» **Instrucciones de la tarea**: Según el fragmento seleccionado, ¿en cuánto cifra Montserrat Graell el coste medio de una unidad especializada con 10 camas?

━━ Fragmento seleccionado

Montserrat Graell, presidenta de la Asociación Española para el Estudio de los Trastornos de la Alimentación (Aeetca), rubrica ese mapa desigual que provoca mudanzas de familias y largos trayectos para estar cerca de sus hijas. “La atención dispensada en todo el país es muy heterogénea. Es cuestión de conocimiento, no tanto de dinero, y debemos homogeneizar al alza, no a la baja. En el futuro se deben aumentar las unidades específicas”, incide Graell, que cifra en unos 700.000 euros el coste medio de una unidad especializada con 10 camas.

━━━━
━━ Datos de entrada

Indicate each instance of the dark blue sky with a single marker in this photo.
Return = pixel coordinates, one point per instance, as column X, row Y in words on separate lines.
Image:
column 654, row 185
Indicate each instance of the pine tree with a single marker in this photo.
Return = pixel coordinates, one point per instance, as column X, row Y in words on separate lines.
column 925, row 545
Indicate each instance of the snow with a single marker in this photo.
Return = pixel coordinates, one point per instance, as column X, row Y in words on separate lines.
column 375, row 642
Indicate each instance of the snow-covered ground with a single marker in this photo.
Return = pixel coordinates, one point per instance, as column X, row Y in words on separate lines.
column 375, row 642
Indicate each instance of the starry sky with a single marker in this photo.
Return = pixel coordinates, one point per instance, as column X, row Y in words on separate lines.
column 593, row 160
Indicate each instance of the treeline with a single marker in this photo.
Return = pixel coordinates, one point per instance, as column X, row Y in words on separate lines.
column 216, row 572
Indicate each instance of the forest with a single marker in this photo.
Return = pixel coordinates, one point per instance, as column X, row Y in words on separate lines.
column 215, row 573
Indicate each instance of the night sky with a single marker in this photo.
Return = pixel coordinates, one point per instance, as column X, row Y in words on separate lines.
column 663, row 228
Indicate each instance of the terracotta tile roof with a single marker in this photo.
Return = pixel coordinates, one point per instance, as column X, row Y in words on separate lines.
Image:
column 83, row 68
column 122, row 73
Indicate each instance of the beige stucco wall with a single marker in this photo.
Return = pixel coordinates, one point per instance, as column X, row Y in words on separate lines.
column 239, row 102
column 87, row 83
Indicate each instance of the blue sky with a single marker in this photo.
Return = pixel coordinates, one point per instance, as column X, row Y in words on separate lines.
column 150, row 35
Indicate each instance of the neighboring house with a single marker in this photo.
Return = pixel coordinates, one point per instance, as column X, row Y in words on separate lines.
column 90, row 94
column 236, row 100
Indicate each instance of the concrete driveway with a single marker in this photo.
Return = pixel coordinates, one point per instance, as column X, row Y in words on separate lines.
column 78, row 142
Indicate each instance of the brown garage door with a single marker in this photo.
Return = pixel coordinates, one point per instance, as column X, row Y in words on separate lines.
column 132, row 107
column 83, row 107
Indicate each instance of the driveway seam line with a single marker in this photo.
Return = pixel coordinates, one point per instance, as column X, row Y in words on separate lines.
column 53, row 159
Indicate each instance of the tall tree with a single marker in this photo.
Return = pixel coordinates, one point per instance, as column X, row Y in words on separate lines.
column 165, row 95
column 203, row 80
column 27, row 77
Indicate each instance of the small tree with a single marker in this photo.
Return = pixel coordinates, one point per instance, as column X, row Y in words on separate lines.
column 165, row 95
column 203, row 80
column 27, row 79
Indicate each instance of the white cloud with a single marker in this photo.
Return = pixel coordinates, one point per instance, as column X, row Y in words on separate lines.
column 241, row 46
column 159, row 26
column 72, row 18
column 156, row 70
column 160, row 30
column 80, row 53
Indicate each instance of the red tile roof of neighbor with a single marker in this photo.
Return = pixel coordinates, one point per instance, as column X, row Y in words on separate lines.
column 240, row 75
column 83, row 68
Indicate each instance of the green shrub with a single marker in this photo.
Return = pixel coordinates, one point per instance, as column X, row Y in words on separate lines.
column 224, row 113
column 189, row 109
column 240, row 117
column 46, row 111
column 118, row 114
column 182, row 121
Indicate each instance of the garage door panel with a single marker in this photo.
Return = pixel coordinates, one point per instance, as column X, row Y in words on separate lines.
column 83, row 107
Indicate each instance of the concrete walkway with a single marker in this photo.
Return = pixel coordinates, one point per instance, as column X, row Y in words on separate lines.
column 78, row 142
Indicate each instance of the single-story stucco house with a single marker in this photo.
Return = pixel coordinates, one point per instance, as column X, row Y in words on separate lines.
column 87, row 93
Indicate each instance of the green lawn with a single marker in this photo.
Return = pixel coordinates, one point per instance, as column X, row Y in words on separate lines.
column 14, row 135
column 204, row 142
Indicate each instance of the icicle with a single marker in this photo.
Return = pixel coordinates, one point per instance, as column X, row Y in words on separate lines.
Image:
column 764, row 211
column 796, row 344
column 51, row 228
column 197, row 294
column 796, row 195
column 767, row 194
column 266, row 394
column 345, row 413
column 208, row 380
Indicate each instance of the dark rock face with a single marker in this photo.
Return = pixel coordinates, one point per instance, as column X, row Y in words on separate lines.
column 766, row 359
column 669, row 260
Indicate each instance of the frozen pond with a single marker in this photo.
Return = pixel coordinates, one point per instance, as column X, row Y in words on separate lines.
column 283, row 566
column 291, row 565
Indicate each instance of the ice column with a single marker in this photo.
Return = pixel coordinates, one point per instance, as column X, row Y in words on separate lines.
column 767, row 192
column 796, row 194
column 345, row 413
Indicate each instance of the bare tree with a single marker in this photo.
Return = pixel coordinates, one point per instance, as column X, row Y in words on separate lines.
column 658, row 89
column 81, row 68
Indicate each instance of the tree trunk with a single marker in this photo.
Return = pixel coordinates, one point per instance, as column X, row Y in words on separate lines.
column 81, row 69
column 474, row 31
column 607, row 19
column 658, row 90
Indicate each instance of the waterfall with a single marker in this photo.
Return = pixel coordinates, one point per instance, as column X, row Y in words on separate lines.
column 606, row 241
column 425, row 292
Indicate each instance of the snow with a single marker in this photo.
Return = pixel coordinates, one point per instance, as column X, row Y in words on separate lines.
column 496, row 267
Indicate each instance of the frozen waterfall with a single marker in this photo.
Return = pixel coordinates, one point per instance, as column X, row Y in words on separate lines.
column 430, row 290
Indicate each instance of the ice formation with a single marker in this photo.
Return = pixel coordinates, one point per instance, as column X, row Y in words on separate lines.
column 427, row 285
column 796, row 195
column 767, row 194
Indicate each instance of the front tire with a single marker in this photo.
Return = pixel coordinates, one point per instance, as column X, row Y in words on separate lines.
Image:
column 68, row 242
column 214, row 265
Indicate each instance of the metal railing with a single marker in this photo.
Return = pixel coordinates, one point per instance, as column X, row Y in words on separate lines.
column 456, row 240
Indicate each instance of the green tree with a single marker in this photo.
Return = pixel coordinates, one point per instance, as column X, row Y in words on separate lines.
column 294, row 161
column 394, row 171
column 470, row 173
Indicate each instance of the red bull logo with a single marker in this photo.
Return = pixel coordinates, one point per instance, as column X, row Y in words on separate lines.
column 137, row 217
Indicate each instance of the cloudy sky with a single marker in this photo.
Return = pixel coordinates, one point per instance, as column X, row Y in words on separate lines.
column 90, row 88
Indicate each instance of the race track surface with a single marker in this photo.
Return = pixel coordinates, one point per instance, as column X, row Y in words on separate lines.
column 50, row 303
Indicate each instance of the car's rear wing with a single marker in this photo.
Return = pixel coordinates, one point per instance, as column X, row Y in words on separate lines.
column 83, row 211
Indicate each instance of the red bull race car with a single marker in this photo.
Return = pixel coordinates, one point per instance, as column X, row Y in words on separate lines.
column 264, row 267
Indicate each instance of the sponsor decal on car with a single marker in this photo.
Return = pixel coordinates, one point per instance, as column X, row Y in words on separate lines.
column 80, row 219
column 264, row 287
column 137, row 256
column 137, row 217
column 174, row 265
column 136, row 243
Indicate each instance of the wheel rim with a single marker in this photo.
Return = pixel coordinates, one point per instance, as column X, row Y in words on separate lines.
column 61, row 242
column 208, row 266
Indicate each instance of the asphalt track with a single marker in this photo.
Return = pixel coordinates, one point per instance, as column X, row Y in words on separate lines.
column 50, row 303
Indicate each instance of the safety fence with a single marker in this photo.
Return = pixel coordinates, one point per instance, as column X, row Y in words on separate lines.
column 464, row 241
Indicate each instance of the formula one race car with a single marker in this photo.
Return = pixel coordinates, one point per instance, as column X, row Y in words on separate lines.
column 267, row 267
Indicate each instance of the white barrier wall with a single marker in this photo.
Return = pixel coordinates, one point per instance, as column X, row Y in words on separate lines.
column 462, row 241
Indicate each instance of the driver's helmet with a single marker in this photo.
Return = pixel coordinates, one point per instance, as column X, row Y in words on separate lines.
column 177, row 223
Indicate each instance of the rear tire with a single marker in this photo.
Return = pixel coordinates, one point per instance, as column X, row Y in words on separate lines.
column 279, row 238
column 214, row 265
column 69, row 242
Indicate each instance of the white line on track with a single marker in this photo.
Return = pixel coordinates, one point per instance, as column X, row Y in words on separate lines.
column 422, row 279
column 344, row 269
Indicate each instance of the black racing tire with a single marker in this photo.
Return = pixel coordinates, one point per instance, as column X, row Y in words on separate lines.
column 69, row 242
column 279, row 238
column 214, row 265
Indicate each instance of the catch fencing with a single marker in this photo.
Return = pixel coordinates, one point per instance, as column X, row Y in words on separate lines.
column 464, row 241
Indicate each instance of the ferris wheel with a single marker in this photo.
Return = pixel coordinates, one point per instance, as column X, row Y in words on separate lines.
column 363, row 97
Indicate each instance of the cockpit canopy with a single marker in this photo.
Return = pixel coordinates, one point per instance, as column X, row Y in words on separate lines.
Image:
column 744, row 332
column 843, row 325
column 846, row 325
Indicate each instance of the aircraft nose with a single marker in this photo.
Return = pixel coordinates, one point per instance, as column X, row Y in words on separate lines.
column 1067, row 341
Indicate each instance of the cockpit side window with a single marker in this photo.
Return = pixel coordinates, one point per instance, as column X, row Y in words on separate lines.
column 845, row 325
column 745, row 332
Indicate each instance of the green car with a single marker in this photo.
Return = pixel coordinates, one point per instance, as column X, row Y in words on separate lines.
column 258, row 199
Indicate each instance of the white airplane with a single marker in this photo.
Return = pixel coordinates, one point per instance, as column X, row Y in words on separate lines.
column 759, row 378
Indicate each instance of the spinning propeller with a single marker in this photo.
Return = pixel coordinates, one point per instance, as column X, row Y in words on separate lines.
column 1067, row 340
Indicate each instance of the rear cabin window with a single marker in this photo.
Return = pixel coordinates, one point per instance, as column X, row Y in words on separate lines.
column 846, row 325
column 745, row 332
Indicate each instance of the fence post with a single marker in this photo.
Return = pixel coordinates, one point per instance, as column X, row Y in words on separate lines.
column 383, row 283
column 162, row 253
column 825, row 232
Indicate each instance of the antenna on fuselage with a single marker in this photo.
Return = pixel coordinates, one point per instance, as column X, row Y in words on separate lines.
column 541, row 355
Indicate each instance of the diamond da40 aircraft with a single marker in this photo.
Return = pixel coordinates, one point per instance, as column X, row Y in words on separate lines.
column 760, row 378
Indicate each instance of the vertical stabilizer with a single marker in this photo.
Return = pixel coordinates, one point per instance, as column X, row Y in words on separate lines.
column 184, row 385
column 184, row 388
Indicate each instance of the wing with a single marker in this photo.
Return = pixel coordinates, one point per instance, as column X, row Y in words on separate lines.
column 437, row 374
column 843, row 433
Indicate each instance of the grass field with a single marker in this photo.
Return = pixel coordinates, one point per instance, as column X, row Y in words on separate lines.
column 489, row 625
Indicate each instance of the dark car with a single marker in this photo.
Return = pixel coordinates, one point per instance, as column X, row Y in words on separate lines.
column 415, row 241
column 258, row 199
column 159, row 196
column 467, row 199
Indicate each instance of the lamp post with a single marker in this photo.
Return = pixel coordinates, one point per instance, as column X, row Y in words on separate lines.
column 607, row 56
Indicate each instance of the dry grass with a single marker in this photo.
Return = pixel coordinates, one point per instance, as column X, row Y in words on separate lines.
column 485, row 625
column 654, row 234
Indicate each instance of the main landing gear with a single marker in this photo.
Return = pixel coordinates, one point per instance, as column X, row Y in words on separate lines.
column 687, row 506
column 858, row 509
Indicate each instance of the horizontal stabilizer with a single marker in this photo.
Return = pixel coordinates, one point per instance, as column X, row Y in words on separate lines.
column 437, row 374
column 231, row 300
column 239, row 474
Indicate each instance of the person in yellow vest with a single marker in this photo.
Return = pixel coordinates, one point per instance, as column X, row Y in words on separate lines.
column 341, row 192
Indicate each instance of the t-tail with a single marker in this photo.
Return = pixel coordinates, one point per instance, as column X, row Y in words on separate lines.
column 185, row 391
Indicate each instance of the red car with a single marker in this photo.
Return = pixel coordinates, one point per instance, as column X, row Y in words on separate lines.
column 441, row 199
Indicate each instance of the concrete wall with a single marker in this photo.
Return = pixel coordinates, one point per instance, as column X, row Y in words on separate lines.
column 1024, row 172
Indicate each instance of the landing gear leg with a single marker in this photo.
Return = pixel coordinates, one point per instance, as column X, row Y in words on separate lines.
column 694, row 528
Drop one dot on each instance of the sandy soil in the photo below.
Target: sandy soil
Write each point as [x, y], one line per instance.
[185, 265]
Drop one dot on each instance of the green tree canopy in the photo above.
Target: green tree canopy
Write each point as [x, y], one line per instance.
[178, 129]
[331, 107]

━━━━

» **Respuesta al problema**: En unos 700.000 euros.